28 November 2020
S J Vinnicombe et al
What impact could AI based computer aided detection have on the number and biological relevance of interval cancers in a population based screening programme?
S J Vinnicombe, O Parr, R Sidebottom, D Godden, E Cornford, I D Lyburn
Interval cancers (IC) feature in all mammographic screening programmes, and are classified in the UK NHS Breast Screening Programme as a key component of quality assurance. The aims of this study were: 1) to assess whether an AI-based computer aided detection software (CAD) could identify relevant findings on prior screens 2) to compare CAD with reader categorisation of IC and 3) to ascertain the histologic subtype of CAD-detected ICs.
METHOD AND MATERIALS
Necessity for informed consent was waived in this retrospective study of anonymised images. Consecutive ICs with available diagnostic and prior screening mammograms (PS) and controls with subsequent normal screens were identified from NHS BSP records. Exclusion criteria were: incomplete mammography, IC outside the field of view and unavailable pathology. BI-RADS density, CAD global scores and prompts were recorded. Prompts were deemed true positive (TP) if they corresponded to the site of the subsequent IC. CAD specificity was set at 96% to match the UK screening recall rate of 4%. CAD scores and prompts on PS were compared with prior NHS BSP categorization of IC (true interval, occult, minimal signs or false negative). Proportions of TP prompts on PS were calculated and correlated with grade and receptor status of ICs. ROC curve analysis and Chi2 tests were used at 95% significance level.

• [Problems to solve]
**1)** Based on the abstract on AI-based detection of interval cancers, state whether each statement agrees with the text. Answer yes or no for each, and quote the words that decide it.
(a) The CAD specificity was chosen to match the UK screening recall rate.
(b) Informed consent was obtained from every participant whose images were used.
(c) A prompt counted as true positive when it corresponded to the site of the subsequent interval cancer.
**2)** List every category of the prior NHS BSP categorization of interval cancers given in the abstract on AI-based detection of interval cancers.
**3)** Write the next part of the abstract on AI-based detection of interval cancers, starting after its final sentence.

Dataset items
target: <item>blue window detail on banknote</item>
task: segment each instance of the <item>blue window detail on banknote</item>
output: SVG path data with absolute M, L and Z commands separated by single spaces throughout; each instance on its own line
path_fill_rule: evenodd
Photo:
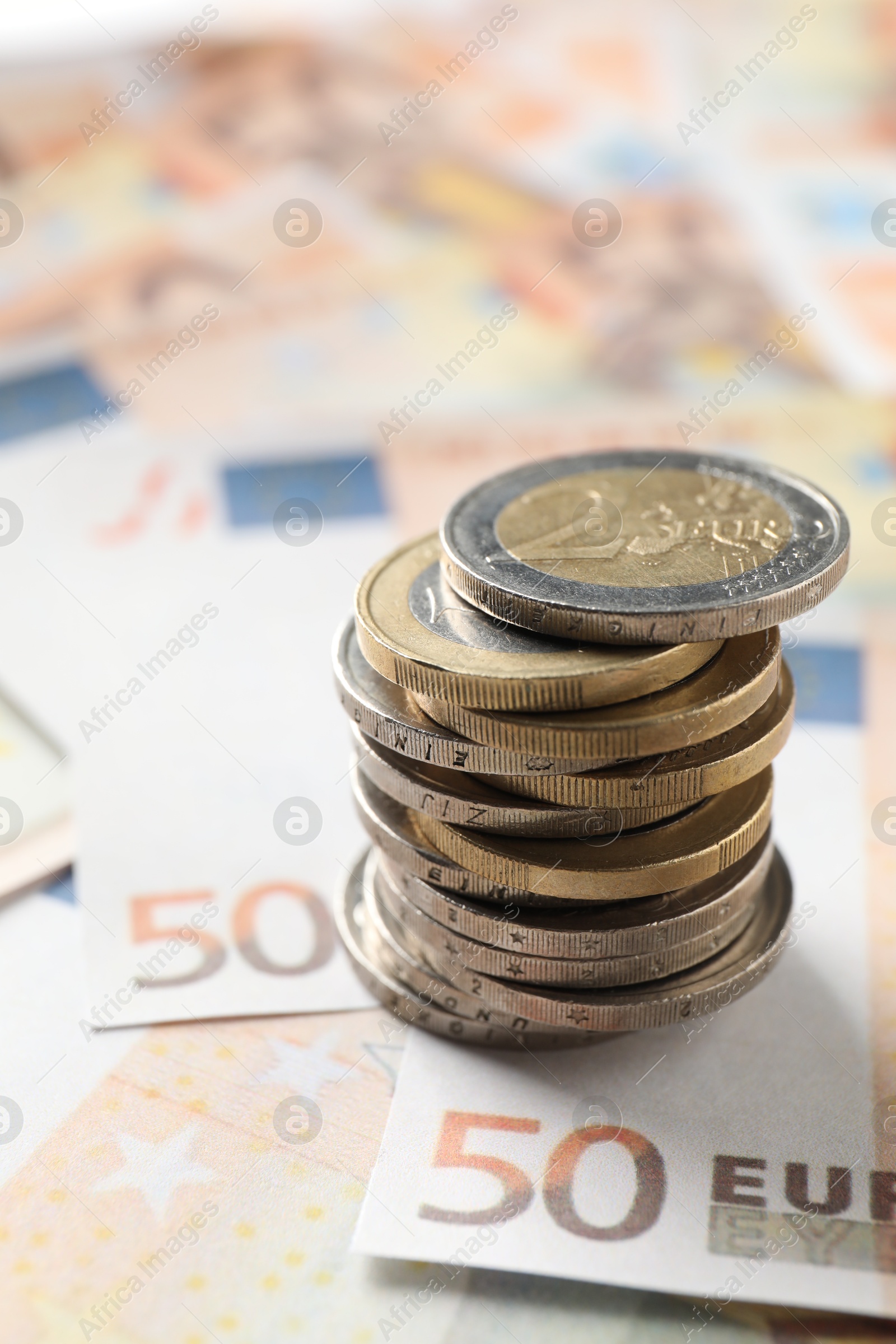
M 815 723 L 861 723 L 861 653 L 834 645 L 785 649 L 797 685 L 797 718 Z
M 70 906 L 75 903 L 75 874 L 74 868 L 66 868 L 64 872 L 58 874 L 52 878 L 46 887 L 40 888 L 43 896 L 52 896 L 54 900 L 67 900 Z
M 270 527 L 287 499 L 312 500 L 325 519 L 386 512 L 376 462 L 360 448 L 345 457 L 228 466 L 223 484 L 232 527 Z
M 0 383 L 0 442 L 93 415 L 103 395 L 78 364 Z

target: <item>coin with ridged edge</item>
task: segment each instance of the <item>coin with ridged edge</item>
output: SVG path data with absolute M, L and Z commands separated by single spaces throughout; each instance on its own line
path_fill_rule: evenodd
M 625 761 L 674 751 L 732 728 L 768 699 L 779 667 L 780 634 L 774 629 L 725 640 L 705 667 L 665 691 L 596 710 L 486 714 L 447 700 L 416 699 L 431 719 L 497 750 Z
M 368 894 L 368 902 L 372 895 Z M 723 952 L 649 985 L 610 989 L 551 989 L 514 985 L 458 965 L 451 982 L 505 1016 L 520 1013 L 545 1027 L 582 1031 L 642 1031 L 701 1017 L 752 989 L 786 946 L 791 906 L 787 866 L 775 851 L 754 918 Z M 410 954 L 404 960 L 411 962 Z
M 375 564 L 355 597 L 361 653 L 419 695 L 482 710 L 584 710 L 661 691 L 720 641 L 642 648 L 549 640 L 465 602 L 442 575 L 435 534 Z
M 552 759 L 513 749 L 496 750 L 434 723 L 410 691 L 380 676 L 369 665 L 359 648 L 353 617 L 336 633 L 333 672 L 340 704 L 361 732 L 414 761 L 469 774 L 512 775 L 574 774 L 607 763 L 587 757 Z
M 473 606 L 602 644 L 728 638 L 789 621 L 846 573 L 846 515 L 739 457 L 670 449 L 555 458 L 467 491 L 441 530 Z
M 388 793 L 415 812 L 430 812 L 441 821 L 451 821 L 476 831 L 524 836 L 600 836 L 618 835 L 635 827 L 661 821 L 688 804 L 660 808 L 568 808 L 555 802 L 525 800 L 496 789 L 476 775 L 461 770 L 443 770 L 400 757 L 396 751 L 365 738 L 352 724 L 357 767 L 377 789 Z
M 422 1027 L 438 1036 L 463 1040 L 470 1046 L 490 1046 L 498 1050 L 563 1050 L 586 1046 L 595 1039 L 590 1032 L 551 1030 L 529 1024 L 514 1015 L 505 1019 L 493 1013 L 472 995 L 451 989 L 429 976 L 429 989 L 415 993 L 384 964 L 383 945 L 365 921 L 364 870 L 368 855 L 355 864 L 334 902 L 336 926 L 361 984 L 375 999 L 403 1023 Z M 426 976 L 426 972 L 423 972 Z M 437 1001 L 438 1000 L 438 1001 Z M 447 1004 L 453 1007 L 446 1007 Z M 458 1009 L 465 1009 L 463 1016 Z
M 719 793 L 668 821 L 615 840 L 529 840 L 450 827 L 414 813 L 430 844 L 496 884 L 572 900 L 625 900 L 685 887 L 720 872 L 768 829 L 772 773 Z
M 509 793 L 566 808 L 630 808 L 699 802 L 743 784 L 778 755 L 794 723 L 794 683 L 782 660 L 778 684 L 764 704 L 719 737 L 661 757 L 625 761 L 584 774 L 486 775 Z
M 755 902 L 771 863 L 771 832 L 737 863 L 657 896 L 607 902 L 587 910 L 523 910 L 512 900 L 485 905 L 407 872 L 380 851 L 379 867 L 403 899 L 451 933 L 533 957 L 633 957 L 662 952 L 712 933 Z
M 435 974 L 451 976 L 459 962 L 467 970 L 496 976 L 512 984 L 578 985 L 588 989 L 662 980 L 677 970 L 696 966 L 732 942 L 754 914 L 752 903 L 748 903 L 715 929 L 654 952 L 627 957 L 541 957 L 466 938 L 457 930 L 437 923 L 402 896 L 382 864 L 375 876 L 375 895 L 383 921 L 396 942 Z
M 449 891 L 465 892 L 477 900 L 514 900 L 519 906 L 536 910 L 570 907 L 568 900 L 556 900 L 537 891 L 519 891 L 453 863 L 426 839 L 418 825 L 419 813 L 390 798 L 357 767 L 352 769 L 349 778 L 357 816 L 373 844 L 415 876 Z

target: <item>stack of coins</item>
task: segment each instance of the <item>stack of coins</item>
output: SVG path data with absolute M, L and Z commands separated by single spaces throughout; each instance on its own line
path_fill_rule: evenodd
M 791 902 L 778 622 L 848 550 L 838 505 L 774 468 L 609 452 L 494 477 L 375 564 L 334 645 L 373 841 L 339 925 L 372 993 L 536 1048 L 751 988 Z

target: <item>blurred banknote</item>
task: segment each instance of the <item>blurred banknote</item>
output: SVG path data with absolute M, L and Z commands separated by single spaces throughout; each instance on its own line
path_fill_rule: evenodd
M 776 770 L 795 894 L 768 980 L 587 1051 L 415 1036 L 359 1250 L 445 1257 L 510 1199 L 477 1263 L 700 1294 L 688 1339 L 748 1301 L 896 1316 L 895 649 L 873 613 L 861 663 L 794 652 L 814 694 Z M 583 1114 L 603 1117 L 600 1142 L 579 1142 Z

• [Numbered responses]
**1)**
(a) Yes: "CAD specificity was set at 96% to match the UK screening recall rate of 4%."
(b) No: "Necessity for informed consent was waived in this retrospective study of anonymised images."
(c) Yes: "Prompts were deemed true positive (TP) if they corresponded to the site of the subsequent IC."

**2)** true interval; occult; minimal signs; false negative

**3)**
852 controls and 300 ICs were analyzable. Median CAD scores were: controls, 4.22; PS, 7.53; IC, 9.69. By NHS BSP categorization, 149 (50%) were true intervals, 42 (14%) mammographically occult, 49 (16%) minimal signs and 60 (20%) false negative. ROC area under the curve (AUC) for the entire IC cohort was 0.72 (95% C.I. 0.68-0.75). Of 109 false negative/minimal sign cases, CAD correctly identified 21 at a recall rate of 4%. 15 (71%) were grade 1/2 and 20/21 were ER positive. In the true interval group, CAD would have recalled 14/149 (9%); 9 were grade 3 (p. 0.097). For the occult group diagnosed within 12 months of PS (n=45), the AUC was 0.73 (95% C.I. 0.66-0.81); for BIRADS density alone it was 0.59 (95% C.I. 0.5 – 0.99).
AI-based CAD localised some cancers on prior screens that were missed by readers, mostly low/intermediate grade ER positive cancers.
In a 3-yearly breast screening programme, AI CAD may improve detection of subtle cancers, and might have a role in triage of cases considered imperceptible to human readers for enhanced screening.